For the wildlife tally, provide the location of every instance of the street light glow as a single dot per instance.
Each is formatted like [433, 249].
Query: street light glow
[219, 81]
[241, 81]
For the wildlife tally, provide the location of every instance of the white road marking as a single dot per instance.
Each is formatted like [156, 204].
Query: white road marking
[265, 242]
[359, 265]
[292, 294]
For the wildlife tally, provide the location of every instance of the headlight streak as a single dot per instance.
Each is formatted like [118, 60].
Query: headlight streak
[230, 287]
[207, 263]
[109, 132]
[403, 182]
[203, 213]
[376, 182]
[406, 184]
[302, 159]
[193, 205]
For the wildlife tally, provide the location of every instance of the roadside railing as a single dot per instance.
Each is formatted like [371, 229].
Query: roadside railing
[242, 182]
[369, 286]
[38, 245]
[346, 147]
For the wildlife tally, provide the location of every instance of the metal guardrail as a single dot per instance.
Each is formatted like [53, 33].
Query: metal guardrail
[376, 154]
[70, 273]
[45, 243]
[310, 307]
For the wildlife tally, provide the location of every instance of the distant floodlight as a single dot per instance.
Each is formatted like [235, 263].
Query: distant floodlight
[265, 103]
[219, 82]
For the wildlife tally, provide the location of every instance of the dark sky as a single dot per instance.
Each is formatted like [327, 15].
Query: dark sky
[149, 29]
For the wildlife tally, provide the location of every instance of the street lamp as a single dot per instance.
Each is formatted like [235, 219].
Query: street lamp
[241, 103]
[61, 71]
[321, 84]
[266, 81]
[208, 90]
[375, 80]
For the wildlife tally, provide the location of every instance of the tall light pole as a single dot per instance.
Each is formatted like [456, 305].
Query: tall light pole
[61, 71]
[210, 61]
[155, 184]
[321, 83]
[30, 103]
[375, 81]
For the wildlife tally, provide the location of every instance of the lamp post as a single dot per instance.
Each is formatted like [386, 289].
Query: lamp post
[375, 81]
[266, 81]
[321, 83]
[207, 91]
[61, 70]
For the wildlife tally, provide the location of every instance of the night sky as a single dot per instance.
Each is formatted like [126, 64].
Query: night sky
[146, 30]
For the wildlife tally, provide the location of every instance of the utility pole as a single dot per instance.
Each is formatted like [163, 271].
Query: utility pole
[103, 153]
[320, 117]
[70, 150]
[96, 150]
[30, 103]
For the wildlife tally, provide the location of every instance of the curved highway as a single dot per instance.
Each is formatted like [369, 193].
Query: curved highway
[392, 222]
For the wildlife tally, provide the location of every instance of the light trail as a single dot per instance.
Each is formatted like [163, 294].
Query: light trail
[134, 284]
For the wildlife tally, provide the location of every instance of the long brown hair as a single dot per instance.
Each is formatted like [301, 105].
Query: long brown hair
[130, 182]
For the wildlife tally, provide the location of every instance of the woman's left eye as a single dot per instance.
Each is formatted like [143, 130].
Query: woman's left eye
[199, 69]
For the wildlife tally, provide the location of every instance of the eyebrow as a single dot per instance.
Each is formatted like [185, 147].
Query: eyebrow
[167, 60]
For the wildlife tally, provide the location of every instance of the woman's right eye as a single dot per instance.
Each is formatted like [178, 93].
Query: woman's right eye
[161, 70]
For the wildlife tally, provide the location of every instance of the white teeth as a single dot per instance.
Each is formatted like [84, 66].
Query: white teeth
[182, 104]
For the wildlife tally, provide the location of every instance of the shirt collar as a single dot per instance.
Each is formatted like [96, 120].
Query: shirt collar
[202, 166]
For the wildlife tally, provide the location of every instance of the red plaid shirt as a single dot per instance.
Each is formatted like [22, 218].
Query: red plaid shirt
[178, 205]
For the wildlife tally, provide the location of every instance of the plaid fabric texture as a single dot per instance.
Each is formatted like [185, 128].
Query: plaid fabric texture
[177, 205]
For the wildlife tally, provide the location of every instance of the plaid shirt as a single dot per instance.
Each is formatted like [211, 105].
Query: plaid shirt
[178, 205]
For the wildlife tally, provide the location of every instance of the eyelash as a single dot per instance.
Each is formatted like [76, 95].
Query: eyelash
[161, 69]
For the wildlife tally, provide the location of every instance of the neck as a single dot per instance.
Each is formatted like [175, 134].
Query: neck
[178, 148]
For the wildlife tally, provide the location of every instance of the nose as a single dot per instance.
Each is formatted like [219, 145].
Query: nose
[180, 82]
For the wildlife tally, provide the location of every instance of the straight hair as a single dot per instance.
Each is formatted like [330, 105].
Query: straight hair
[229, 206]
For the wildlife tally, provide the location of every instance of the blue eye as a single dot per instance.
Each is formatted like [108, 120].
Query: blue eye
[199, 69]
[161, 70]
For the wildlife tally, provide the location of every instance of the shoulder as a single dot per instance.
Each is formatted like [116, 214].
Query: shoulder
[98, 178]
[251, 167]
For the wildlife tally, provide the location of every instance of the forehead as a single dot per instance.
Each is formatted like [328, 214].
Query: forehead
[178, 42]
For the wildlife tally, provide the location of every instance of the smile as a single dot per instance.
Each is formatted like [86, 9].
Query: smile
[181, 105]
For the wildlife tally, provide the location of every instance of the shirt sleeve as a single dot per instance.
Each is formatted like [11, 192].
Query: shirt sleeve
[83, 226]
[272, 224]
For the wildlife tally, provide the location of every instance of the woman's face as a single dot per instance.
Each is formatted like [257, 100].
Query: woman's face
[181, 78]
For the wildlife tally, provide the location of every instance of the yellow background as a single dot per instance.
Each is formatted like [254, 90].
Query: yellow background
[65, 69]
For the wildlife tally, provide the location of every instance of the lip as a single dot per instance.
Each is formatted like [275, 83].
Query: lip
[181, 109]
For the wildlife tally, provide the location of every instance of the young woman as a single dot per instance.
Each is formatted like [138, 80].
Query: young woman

What needs to be done — For the listing above, print only the lines starting at the line containing "Query: forehead" and ending at the line containing "background as a single dot per instance.", exactly, both included.

Response area —
Query: forehead
[178, 42]
For the wildlife tally, provide the location of every instance of the smile as a single dot per instance.
Each is formatted like [86, 9].
Query: smile
[181, 105]
For the wildlife tally, provide the location of every instance of the shirt sleeve as a single dot per instance.
Each is formatted like [11, 192].
Query: shirt sleeve
[83, 226]
[272, 224]
For the wildlife tally, provide the location of every instance of the woman's face as a single dot per instance.
Each is formatted like [257, 100].
Query: woman's face
[181, 78]
For the wildlife tally, provide the location of every instance of the yellow background as a single dot per instance.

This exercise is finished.